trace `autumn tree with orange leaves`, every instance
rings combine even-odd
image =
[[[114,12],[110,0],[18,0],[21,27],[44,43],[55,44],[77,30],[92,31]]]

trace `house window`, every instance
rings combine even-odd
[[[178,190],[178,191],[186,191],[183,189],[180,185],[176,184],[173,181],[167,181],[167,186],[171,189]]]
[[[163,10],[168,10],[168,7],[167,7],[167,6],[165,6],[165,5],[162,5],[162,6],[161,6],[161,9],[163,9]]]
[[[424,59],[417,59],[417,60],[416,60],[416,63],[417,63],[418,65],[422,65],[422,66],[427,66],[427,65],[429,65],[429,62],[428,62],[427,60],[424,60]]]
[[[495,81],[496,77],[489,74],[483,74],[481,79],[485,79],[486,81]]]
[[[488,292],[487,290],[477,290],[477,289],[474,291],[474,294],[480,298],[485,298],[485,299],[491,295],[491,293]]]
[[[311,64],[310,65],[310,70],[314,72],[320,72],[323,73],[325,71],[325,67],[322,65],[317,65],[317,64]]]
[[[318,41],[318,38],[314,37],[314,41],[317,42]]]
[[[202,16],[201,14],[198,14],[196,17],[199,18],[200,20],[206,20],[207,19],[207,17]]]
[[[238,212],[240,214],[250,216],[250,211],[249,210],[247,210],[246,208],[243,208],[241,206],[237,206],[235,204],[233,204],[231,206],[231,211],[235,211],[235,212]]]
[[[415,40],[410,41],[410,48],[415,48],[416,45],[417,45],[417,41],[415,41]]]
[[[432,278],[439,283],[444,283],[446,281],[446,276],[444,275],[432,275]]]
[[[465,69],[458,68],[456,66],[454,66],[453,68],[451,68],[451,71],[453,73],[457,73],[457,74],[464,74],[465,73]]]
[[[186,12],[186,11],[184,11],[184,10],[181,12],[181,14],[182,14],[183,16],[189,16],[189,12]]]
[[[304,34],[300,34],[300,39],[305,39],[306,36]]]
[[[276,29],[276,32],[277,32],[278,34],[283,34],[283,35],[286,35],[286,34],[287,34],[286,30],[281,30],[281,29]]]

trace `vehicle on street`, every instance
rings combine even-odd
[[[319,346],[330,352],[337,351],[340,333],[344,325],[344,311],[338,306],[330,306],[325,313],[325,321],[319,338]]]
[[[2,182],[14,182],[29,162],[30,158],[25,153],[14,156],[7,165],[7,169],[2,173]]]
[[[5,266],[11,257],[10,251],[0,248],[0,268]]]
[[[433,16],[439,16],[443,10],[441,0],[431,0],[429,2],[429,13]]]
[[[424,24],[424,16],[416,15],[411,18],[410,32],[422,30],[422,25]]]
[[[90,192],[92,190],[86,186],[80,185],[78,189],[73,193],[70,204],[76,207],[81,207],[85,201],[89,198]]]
══════════════════════════════
Copy every line of the records above that holds the word "trace".

> Result
trace `autumn tree with orange leaves`, every instance
trace `house window`, every instance
trace `vehicle on street`, every instance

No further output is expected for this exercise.